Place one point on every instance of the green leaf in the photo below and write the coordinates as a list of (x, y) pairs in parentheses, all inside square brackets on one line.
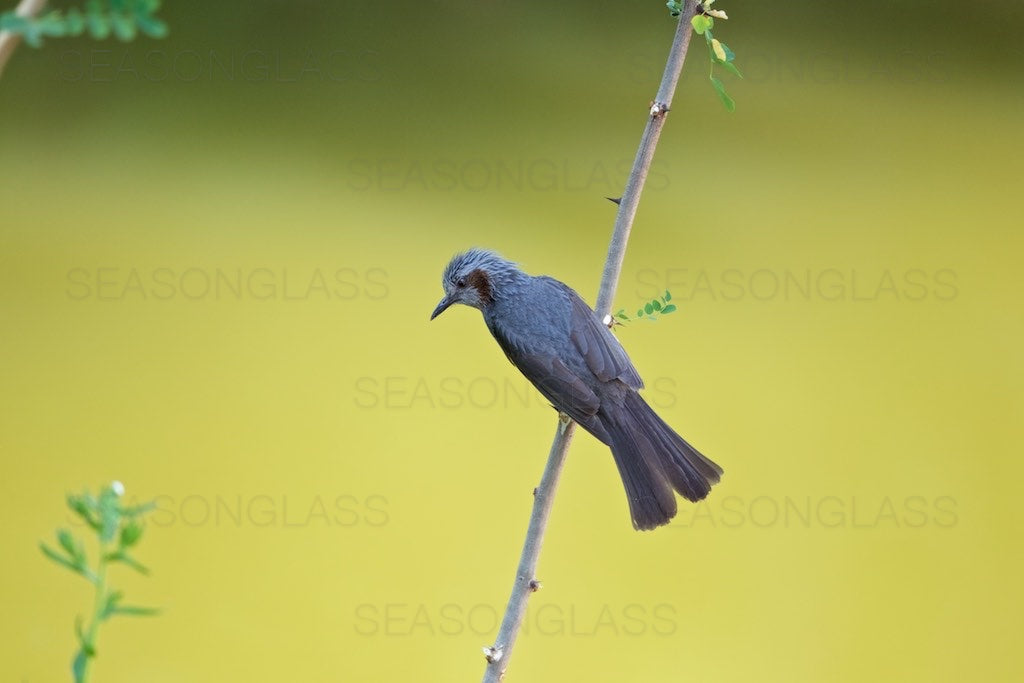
[(75, 22), (124, 28), (729, 67), (726, 99), (729, 56), (152, 27), (84, 507), (701, 23), (78, 666)]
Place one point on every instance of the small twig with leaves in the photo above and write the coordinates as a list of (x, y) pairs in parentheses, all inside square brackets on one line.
[(719, 52), (649, 311), (99, 18), (118, 529)]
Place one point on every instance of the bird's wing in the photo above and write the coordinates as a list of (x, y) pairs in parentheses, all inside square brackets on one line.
[(604, 355)]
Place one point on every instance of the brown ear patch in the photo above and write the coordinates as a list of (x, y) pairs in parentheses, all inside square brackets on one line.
[(478, 280)]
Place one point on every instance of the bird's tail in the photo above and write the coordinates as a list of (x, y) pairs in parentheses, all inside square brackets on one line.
[(653, 460)]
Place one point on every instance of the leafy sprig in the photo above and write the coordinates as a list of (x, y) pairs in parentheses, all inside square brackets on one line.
[(100, 18), (118, 529), (650, 310)]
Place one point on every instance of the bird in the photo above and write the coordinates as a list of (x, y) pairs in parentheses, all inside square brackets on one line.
[(557, 341)]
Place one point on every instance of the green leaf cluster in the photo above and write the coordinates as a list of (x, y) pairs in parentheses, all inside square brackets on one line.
[(719, 52), (650, 310), (99, 18), (118, 529)]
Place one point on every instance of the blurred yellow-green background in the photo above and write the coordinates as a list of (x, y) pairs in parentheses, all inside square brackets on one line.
[(218, 253)]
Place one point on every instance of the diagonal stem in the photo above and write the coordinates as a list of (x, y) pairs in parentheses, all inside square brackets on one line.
[(524, 584)]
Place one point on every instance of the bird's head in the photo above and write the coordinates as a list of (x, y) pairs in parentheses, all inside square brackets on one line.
[(476, 278)]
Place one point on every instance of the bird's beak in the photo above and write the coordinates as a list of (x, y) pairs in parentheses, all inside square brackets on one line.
[(445, 302)]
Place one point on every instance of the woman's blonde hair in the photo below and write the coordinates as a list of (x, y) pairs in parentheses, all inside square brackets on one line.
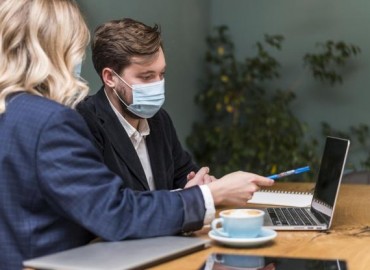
[(41, 42)]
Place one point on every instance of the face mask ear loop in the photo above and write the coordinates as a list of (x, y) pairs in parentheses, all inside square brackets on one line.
[(124, 103), (121, 79)]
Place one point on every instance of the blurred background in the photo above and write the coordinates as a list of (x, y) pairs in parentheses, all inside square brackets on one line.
[(303, 24)]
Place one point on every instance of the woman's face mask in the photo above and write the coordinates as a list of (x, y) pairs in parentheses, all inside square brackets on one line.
[(147, 98)]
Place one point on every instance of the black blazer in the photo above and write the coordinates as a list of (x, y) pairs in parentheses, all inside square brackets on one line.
[(169, 162)]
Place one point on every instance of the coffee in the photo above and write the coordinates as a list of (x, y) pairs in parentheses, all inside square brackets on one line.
[(239, 223)]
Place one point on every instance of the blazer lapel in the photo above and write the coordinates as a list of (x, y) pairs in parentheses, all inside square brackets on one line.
[(154, 144), (119, 138)]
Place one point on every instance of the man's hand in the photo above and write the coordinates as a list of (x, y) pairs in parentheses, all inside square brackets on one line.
[(202, 177), (237, 188)]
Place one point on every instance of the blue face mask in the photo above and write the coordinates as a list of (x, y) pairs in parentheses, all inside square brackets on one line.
[(147, 98)]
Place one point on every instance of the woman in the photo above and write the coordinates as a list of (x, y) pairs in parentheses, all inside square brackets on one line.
[(55, 192)]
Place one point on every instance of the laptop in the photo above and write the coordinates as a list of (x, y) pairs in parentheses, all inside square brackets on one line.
[(129, 254), (319, 215)]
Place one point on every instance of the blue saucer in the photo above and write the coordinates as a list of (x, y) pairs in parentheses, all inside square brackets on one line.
[(265, 236)]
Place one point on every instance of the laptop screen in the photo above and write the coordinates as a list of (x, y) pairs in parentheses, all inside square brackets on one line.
[(329, 178)]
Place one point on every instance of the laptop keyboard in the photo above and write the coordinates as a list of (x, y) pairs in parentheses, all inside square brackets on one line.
[(290, 216)]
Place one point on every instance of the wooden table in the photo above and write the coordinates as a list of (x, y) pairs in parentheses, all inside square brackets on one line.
[(348, 238)]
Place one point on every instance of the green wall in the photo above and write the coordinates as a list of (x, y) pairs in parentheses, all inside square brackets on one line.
[(304, 23), (184, 25)]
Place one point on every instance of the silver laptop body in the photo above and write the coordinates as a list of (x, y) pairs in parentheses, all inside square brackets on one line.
[(129, 254), (319, 215)]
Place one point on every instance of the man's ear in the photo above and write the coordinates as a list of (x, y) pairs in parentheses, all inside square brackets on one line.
[(108, 78)]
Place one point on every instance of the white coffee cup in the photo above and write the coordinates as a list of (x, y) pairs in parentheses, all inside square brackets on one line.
[(239, 223)]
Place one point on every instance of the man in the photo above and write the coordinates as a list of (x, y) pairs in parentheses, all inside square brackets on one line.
[(135, 135), (55, 191)]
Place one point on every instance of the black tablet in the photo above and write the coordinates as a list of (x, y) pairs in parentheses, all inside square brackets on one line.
[(218, 261)]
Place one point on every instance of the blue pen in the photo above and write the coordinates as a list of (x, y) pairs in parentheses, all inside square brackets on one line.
[(295, 171)]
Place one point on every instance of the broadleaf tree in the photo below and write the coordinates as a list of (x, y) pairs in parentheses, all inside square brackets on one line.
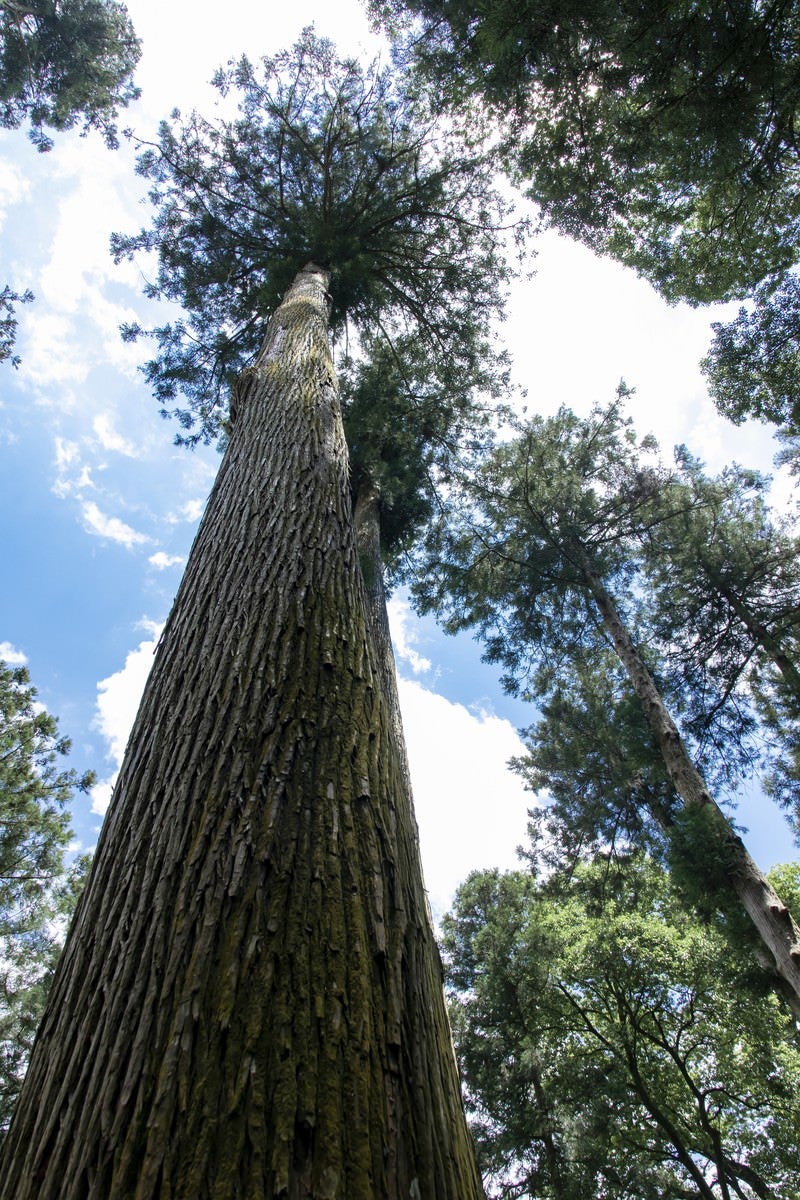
[(666, 138), (612, 1044), (250, 1000), (537, 550)]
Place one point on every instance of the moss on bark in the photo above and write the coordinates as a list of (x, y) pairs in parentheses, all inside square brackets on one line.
[(250, 1002)]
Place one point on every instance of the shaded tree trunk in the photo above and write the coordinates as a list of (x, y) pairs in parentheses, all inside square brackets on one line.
[(771, 918), (250, 1002)]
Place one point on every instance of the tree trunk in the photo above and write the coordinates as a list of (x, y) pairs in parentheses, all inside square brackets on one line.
[(250, 1002), (769, 915)]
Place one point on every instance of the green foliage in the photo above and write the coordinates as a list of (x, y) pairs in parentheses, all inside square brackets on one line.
[(612, 1045), (408, 417), (666, 138), (533, 547), (328, 162), (36, 892), (723, 573), (753, 364), (8, 298), (64, 61)]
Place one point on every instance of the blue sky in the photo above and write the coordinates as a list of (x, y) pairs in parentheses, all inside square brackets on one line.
[(98, 509)]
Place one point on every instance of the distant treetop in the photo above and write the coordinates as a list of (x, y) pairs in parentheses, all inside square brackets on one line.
[(62, 63)]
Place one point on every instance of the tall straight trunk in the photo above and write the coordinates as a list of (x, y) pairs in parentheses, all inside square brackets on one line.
[(771, 918), (250, 1002)]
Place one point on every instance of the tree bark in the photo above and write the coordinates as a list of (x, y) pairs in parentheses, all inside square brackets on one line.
[(250, 1002), (771, 918)]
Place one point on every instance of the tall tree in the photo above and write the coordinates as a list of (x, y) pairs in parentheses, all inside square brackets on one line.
[(665, 137), (36, 889), (250, 1001), (537, 551), (61, 63), (64, 63), (612, 1045)]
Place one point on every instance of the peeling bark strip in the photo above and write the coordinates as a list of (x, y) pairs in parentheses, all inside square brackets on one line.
[(250, 1001), (769, 915)]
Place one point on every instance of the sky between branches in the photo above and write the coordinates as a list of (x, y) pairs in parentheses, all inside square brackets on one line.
[(98, 508)]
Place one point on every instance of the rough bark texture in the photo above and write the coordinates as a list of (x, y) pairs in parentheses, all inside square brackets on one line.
[(250, 1002), (769, 915)]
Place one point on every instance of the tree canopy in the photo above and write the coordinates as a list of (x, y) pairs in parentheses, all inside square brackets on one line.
[(612, 1045), (548, 549), (64, 63), (667, 138), (326, 162)]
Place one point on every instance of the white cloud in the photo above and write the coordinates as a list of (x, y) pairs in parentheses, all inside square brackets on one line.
[(118, 702), (110, 527), (471, 811), (162, 562), (404, 636), (11, 655), (109, 439), (13, 187)]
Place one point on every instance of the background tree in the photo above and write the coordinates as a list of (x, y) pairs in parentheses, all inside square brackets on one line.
[(250, 1000), (667, 139), (753, 364), (8, 321), (537, 550), (36, 889), (605, 1051), (61, 63), (64, 63)]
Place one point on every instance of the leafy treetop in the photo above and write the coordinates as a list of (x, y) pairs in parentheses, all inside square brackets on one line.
[(64, 61)]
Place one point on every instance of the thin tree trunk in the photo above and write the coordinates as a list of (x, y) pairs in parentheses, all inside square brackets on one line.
[(769, 915), (250, 1002)]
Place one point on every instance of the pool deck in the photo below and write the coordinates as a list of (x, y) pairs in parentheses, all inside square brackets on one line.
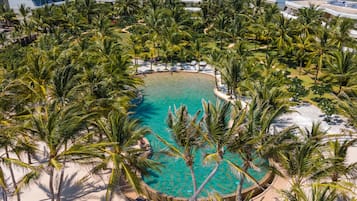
-------------------------
### Instructions for the task
Reproduce, character for character, the lines from the one containing "Place one point on every instance of the laptop in" through the one containing "[(218, 261)]", including both. Output only those lines.

### Output of the task
Place one point on every instance of the laptop in the photo above and write the coordinates as a list of (x, y) pairs in parentheses, all inside square brackets on one line.
[(129, 254), (319, 215)]
Place one point on every instance of the blue saucer in the photo above and write the coordinates as a list of (x, y) pairs in parentheses, all inside square brackets on one line.
[(265, 236)]
Place one point on every instance of the laptop screen in the photo above and write the coordinates as a list of (x, y) pairs in parentheses, all inside square brackets on one line.
[(329, 178)]
Place one point on every instance of the laptop keyboard in the photo above and write the coordinates as a list of (x, y) pairs in parentheses, all inside square brackets on one line.
[(290, 216)]
Place one point on every instance of the wooden table in the photo above and write the coordinates as a list of (x, y) pairs in parentheses, all inside square brackets on one line.
[(348, 238)]
Place one point on every instance of the green wall in the photo above and write the coordinates as a list of (x, y) pairs in parentheses, all inside square brackets on one line.
[(304, 23), (184, 25)]
Place one point on every instance of the silver laptop body in the photo above and write the coordinates as a list of (x, y) pairs in parentheses, all inside square brackets on one line.
[(129, 254), (319, 215)]
Place one point on every instance of the man's ear in the photo above and write the coordinates as a list of (x, y) pairs in parentheses, all inside square brackets on one line.
[(108, 78)]
Place one point on every instance of the white coffee cup in the photo above and write the coordinates as a list of (x, y) pairs in parentheses, all inside square brackets on one line.
[(239, 223)]
Place one point on every instance of the man in the photo above and write the coordinates as a list of (x, y) pairs in parentheses, all inside square brackets on one line.
[(135, 135), (55, 191)]
Place one point on every instance of the black tablet in the photo above and write the coordinates as a list of (x, y) pairs in parentheses, all inside square brackets on one line.
[(218, 261)]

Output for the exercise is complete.